- [Problem to solve]: Copy the rows from the start of the records through the line that contains "point(236, 54)", with "pin" renamed to "marker" wherever it occurs and nothing else changed.
## BEGIN
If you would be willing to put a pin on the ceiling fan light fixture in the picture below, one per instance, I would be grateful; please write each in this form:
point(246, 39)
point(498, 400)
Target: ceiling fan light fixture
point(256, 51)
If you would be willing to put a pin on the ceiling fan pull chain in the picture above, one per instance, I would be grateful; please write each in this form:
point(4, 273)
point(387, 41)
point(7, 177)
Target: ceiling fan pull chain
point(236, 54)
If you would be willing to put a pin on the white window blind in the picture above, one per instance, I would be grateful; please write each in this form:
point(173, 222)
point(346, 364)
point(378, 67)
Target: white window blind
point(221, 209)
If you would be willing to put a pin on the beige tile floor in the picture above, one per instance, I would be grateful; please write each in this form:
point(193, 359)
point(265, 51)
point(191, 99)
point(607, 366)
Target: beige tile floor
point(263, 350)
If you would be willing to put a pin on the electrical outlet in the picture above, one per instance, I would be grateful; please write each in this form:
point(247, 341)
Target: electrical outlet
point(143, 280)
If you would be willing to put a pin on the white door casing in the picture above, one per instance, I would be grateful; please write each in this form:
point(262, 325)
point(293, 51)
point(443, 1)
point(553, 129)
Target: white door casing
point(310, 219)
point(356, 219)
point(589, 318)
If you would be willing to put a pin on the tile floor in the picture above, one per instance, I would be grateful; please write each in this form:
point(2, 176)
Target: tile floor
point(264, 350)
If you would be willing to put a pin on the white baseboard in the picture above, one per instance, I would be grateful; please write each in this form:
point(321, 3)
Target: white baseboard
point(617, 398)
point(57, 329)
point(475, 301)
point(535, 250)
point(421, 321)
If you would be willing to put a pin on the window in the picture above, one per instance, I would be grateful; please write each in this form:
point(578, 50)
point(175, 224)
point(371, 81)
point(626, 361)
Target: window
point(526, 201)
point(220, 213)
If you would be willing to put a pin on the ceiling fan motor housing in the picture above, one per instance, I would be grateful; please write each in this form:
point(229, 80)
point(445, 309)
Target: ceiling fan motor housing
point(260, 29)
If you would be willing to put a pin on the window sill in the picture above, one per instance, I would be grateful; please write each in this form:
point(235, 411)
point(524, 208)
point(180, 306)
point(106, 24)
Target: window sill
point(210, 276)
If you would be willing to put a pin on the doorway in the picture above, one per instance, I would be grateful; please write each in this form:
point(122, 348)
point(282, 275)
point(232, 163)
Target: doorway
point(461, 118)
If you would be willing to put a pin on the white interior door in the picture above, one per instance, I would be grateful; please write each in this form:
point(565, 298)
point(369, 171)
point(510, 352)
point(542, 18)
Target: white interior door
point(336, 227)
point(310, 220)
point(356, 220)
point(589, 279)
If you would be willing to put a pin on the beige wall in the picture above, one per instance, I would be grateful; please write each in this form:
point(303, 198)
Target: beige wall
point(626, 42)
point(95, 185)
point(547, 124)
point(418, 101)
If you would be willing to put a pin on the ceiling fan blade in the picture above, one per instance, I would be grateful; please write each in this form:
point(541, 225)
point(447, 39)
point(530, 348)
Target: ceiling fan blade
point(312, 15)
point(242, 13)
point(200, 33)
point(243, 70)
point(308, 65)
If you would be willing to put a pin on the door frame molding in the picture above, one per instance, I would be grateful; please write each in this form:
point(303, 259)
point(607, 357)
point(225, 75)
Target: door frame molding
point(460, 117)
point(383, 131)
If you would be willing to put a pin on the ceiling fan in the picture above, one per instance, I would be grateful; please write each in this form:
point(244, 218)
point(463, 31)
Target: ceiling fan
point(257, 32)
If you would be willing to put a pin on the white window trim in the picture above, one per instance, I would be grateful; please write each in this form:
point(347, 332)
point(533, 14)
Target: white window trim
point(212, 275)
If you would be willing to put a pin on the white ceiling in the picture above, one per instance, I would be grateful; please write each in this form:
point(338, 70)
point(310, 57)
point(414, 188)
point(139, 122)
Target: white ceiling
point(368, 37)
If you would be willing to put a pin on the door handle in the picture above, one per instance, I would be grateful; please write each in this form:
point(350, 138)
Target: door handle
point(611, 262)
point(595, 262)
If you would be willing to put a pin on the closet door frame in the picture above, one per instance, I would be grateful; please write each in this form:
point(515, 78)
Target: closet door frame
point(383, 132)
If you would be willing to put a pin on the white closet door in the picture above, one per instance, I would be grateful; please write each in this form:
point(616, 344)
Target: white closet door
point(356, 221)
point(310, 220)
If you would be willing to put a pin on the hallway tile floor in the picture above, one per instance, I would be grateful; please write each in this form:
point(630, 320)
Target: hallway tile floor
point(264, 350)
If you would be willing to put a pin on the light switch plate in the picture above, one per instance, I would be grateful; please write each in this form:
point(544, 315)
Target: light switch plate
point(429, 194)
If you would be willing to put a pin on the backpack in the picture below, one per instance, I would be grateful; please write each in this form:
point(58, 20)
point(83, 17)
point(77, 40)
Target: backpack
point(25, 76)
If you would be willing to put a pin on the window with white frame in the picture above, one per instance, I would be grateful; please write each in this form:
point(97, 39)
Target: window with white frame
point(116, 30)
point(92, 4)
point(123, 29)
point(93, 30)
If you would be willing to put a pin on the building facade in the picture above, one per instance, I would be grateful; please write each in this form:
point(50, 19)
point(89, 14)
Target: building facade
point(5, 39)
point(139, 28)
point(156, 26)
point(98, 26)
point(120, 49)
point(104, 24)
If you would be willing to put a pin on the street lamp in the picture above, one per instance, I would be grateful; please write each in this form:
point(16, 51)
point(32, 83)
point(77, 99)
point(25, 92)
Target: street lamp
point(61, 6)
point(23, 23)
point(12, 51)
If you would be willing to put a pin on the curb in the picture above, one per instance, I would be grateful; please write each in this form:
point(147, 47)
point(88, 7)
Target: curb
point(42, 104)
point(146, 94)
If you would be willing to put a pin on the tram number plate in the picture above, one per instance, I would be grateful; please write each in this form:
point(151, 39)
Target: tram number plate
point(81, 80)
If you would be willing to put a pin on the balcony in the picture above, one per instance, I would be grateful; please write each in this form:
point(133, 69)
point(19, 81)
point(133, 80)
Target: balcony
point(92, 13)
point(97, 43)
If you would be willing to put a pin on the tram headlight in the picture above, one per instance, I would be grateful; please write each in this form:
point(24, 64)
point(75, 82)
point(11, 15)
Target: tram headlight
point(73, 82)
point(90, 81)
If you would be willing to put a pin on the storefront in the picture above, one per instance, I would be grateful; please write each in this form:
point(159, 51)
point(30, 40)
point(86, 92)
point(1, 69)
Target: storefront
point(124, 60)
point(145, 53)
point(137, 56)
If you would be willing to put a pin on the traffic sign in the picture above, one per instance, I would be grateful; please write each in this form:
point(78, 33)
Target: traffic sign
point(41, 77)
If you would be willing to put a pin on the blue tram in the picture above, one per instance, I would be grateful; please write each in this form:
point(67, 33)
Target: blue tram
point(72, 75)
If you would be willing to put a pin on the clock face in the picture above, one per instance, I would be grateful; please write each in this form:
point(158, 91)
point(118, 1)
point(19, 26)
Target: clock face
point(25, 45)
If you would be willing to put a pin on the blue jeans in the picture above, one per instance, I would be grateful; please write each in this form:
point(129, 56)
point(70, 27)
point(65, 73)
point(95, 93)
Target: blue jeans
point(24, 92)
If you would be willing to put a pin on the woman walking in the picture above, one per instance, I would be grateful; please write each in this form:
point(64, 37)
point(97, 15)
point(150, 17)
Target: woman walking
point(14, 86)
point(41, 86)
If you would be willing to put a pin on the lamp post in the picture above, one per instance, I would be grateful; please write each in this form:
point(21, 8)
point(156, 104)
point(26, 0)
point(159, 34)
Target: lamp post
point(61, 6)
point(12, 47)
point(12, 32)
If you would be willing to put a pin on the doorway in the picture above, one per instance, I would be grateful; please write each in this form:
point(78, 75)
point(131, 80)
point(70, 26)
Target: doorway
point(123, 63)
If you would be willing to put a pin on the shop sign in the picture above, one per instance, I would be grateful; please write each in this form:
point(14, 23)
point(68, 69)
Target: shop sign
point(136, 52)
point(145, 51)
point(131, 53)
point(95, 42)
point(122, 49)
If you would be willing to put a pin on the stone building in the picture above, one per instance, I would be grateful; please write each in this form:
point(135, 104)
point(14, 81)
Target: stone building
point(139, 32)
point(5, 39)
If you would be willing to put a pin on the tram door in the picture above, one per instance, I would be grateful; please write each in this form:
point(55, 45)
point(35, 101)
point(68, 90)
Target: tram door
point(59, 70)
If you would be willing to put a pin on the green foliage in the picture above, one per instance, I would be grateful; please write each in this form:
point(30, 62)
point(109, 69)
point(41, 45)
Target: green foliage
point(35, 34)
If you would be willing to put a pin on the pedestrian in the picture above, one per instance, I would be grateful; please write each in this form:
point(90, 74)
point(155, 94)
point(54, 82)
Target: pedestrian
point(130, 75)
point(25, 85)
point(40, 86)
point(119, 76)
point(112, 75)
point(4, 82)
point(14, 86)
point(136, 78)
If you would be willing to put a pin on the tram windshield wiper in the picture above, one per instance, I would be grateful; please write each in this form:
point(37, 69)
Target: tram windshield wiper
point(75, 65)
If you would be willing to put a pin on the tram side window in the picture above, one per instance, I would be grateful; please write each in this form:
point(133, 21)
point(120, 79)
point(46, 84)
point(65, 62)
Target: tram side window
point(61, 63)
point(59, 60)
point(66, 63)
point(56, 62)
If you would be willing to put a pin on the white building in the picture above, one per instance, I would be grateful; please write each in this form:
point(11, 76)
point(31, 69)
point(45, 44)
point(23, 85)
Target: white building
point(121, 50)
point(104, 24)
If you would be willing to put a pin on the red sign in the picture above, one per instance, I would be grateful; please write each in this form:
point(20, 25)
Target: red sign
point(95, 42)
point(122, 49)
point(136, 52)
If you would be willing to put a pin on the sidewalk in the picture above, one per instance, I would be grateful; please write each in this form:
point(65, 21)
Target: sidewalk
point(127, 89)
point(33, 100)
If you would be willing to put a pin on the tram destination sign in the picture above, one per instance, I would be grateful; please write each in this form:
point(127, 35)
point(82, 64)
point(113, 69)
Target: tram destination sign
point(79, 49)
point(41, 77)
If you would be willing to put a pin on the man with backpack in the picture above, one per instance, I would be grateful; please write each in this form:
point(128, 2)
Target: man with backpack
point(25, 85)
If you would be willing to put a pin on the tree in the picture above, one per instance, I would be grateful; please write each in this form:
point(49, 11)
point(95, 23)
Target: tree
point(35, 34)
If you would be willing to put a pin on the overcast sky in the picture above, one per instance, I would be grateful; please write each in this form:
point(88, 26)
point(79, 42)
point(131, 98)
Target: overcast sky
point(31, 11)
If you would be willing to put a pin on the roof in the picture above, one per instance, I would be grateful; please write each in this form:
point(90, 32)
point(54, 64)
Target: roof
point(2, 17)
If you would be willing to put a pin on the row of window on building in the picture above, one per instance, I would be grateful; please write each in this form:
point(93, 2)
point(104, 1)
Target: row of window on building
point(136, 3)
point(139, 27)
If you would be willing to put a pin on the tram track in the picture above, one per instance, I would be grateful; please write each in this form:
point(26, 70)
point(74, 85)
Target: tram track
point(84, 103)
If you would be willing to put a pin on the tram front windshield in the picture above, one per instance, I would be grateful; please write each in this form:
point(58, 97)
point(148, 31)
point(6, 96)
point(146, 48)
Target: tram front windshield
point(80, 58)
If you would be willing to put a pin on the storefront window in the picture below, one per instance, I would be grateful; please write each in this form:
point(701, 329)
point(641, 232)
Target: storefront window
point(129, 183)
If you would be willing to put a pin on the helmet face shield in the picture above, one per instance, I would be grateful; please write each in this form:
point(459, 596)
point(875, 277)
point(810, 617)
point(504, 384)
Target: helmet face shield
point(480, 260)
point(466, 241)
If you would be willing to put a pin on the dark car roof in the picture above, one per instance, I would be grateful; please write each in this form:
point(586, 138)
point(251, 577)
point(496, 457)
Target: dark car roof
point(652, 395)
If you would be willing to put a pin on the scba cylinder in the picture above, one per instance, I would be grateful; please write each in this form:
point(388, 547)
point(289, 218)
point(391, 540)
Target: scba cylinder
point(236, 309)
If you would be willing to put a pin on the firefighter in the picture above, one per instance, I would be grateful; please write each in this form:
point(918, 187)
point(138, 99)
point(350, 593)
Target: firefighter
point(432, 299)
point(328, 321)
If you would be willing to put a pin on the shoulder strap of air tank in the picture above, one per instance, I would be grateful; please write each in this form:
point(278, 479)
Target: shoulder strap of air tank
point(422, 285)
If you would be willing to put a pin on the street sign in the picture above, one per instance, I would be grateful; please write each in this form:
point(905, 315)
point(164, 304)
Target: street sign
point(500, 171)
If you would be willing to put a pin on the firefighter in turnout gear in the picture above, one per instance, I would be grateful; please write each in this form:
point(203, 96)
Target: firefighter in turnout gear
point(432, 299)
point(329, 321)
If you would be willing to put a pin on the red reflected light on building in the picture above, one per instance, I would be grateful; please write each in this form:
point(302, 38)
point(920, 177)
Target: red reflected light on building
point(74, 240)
## END
- [The answer]:
If you would be willing to put a marker on the ceiling fan light fixture in the picture below, one per instance, I would be grateful; please write each in this form:
point(246, 39)
point(498, 400)
Target: ceiling fan light fixture
point(256, 51)
If you would be willing to put a marker on the ceiling fan pull chain in the picture above, one per instance, I would be grateful; please write each in this form:
point(4, 273)
point(387, 41)
point(7, 177)
Target: ceiling fan pull chain
point(236, 54)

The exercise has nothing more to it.